#### What is needed:
Recast the lines below as a Markdown table with two columns, Row and Line, giving each line a row number and leaving out any blank lines.

* Begin *

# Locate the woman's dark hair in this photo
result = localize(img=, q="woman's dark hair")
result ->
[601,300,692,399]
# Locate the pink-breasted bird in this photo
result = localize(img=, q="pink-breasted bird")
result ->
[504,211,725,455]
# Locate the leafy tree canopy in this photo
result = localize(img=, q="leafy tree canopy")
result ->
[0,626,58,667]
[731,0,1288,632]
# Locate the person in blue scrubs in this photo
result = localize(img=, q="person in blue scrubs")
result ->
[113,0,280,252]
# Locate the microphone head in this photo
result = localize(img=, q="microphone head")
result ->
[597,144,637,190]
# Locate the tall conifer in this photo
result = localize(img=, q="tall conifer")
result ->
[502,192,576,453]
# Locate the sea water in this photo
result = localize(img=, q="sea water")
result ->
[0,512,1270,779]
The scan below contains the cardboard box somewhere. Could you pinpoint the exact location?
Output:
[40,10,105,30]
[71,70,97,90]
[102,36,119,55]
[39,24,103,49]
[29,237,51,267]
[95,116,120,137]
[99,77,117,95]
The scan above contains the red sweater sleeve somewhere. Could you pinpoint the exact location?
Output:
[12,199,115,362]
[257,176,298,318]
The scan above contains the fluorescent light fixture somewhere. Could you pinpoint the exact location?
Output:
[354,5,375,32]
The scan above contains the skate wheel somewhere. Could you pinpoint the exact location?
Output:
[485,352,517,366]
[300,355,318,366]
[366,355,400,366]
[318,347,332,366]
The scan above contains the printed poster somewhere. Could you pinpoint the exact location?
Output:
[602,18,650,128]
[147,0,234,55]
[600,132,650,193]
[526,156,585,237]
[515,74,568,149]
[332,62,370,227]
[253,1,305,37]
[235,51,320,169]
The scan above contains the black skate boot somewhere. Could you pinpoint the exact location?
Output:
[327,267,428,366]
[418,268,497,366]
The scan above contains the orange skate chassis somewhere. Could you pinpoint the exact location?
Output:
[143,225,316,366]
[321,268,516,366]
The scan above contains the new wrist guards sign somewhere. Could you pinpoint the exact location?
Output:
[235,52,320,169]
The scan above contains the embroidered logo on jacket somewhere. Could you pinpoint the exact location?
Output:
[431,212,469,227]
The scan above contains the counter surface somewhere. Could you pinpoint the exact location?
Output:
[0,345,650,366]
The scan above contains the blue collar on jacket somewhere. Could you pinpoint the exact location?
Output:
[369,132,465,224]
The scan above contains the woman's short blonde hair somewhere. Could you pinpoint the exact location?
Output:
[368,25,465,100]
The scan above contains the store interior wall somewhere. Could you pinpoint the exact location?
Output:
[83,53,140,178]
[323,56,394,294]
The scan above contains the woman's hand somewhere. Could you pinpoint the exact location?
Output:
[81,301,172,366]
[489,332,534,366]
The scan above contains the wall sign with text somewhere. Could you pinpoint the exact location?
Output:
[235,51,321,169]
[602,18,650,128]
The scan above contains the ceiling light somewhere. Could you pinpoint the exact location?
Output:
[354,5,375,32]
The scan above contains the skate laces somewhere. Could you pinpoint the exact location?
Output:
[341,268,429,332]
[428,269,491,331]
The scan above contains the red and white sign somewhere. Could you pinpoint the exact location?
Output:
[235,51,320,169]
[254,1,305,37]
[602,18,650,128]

* End *

#### Task result:
| Row | Line |
|---|---|
| 1 | # Locate the woman's dark hair in this photo |
| 2 | result = localize(img=, q="woman's dark hair") |
| 3 | result -> |
| 4 | [601,300,692,399] |
| 5 | # Locate the pink-breasted bird in this photo |
| 6 | result = localize(img=, q="pink-breasted bird") |
| 7 | result -> |
| 8 | [504,211,725,455] |
| 9 | # Locate the leafy tree canopy in this photo |
| 10 | result = localize(img=, q="leafy tree canopy") |
| 11 | result -> |
| 12 | [0,626,58,667] |
| 13 | [731,0,1288,632] |
| 14 | # Locate the person in blue scrubs in this photo |
| 15 | result = localize(img=, q="person in blue scrubs") |
| 16 | result -> |
| 17 | [113,0,280,252] |
| 18 | # Locate the microphone head in this photo |
| 19 | result = localize(img=, q="microphone head") |
| 20 | result -> |
| 21 | [597,144,637,190] |
| 22 | # Locate the tall conifer in this photo |
| 23 | result = localize(img=, q="tall conifer") |
| 24 | result -> |
| 25 | [502,192,576,453] |
| 26 | # Locate the sea water in this photo |
| 27 | result = localize(img=, q="sea water") |
| 28 | result -> |
| 29 | [0,512,1270,779] |
| 30 | The scan below contains the cardboard box somewhere. Could you pinpoint the exact location? |
| 31 | Output: |
| 32 | [40,10,105,30] |
| 33 | [71,70,97,90] |
| 34 | [102,36,119,55] |
| 35 | [39,24,103,49] |
| 36 | [29,237,51,267] |
| 37 | [95,116,120,137] |
| 38 | [99,77,117,95] |
| 39 | The scan above contains the red sweater sleeve somewhere. Could you pinpoint the exact location? |
| 40 | Output: |
| 41 | [12,199,115,362] |
| 42 | [257,176,298,318] |
| 43 | The scan above contains the fluorescent light fixture somewhere. Could you pinpoint the exact location? |
| 44 | Output: |
| 45 | [354,5,375,32] |
| 46 | The scan above contains the skate wheel somewhere. Could you pinpoint the exact location? |
| 47 | Output: |
| 48 | [485,352,517,366] |
| 49 | [300,355,318,366] |
| 50 | [366,355,400,366] |
| 51 | [318,347,332,366] |
| 52 | The scan above contains the printed poster somewhere. Could you pinpoint the exact location? |
| 53 | Output: |
| 54 | [602,18,650,128] |
| 55 | [147,0,234,55] |
| 56 | [600,132,650,193] |
| 57 | [526,156,585,237] |
| 58 | [515,74,568,149] |
| 59 | [332,62,370,227] |
| 60 | [253,1,305,37] |
| 61 | [235,51,320,169] |
| 62 | The scan above contains the black skate boot somewhere. Could you pinpoint the exact location? |
| 63 | Output: |
| 64 | [327,267,428,366] |
| 65 | [418,268,497,366] |
| 66 | The scan above contains the orange skate chassis somewhere. Could you pinpoint the exact location? |
| 67 | Output: |
| 68 | [143,225,316,366] |
| 69 | [321,268,516,366] |
| 70 | The scan above contains the new wrist guards sign somewhere. Could you pinpoint the exact location? |
| 71 | Output: |
| 72 | [235,52,320,169] |
| 73 | The scan above contains the embroidered logo on jacket somewhere. Could you pinpoint the exact location? |
| 74 | Output: |
| 75 | [431,212,469,227] |
| 76 | The scan above contains the counter surface somewhere. Could you pinpoint the exact location? |
| 77 | Output: |
| 78 | [0,345,650,366] |
| 79 | The scan above contains the blue collar on jacket somewhere. Could you pinpoint the exact location? |
| 80 | Output: |
| 81 | [369,132,465,224] |
| 82 | The scan above contains the woman's short blonde hair somewhere. Could you pinpoint the exact location? |
| 83 | Output: |
| 84 | [368,25,465,100] |
| 85 | The scan above contains the store interior wall somewhere. Could you pinpoint the exact location? |
| 86 | Output: |
| 87 | [83,53,140,178] |
| 88 | [323,56,394,294] |
| 89 | The scan above contains the woman's hand somewhere. Could you pinpoint the exact location? |
| 90 | Output: |
| 91 | [81,301,172,366] |
| 92 | [489,332,534,366] |
| 93 | The scan above contains the wall sign with text somewhere. Could you pinpoint the exact location? |
| 94 | Output: |
| 95 | [235,51,321,169] |
| 96 | [602,18,650,128] |
| 97 | The scan above contains the ceiling light somewhere. Could you pinpoint the exact location? |
| 98 | Output: |
| 99 | [354,5,375,32] |
| 100 | The scan above contains the skate laces somewhere. Could you pinpoint the exact location? |
| 101 | Output: |
| 102 | [341,268,429,332] |
| 103 | [428,269,491,331] |
| 104 | The scan above contains the red and white sign somewhere. Could you pinpoint the exact location? |
| 105 | Output: |
| 106 | [235,51,320,169] |
| 107 | [254,1,305,37] |
| 108 | [602,18,650,128] |